• **TRY IT**:
When you reach the line in the data below that contains "Question. Provide the position of each instance of the chocolate", please start repeating lines exactly, and stop after the line that contains "Target: cupcake dome top", repeating nothing else.

• **DATA SHOWN**:
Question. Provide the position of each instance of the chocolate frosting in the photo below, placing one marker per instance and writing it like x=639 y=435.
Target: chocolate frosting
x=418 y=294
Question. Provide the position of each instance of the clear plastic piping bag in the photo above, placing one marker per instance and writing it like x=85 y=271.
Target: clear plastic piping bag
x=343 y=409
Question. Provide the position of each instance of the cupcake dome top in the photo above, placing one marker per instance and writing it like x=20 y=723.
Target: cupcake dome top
...
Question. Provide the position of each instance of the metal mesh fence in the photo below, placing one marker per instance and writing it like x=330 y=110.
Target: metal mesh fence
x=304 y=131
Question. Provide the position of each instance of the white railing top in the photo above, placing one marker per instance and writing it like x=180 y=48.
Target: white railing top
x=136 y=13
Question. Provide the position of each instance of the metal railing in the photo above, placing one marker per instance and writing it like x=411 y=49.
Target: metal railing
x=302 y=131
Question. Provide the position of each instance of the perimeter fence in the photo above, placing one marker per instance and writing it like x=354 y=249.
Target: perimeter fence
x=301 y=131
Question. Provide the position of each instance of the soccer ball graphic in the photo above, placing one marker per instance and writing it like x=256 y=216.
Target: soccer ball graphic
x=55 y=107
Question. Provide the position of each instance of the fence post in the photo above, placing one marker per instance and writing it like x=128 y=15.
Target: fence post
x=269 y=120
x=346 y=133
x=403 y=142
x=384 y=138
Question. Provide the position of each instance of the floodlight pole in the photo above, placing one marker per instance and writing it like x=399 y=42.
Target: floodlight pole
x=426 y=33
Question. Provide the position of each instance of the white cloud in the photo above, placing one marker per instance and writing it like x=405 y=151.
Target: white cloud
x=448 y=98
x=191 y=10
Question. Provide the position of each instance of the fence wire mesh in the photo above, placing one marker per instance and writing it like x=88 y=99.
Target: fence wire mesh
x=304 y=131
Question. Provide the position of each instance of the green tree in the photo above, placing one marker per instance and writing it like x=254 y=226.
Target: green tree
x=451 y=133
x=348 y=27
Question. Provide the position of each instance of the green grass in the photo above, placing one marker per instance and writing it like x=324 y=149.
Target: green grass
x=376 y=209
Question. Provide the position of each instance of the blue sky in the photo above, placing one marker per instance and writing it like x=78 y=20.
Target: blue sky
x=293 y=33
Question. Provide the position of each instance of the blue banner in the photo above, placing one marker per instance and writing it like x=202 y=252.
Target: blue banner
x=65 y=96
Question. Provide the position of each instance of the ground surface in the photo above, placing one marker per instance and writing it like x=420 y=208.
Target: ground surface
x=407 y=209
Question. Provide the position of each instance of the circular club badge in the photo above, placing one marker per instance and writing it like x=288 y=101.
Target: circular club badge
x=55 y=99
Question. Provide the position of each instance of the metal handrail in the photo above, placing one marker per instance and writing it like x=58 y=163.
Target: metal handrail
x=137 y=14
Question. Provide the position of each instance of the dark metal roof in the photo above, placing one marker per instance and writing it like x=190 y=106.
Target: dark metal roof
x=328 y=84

• **RESPONSE TO THIS TASK**:
Question. Provide the position of each instance of the chocolate frosting in the photo below, placing one marker per instance and writing it like x=639 y=435.
Target: chocolate frosting
x=418 y=294
Question. Provide the position of each instance of the clear plastic piping bag in the photo above, placing one marker per instance and writing it like x=85 y=271.
Target: clear plastic piping bag
x=343 y=409
Question. Provide the position of each instance of the cupcake dome top in the photo above, placing one marker per instance and writing it like x=20 y=723.
Target: cupcake dome top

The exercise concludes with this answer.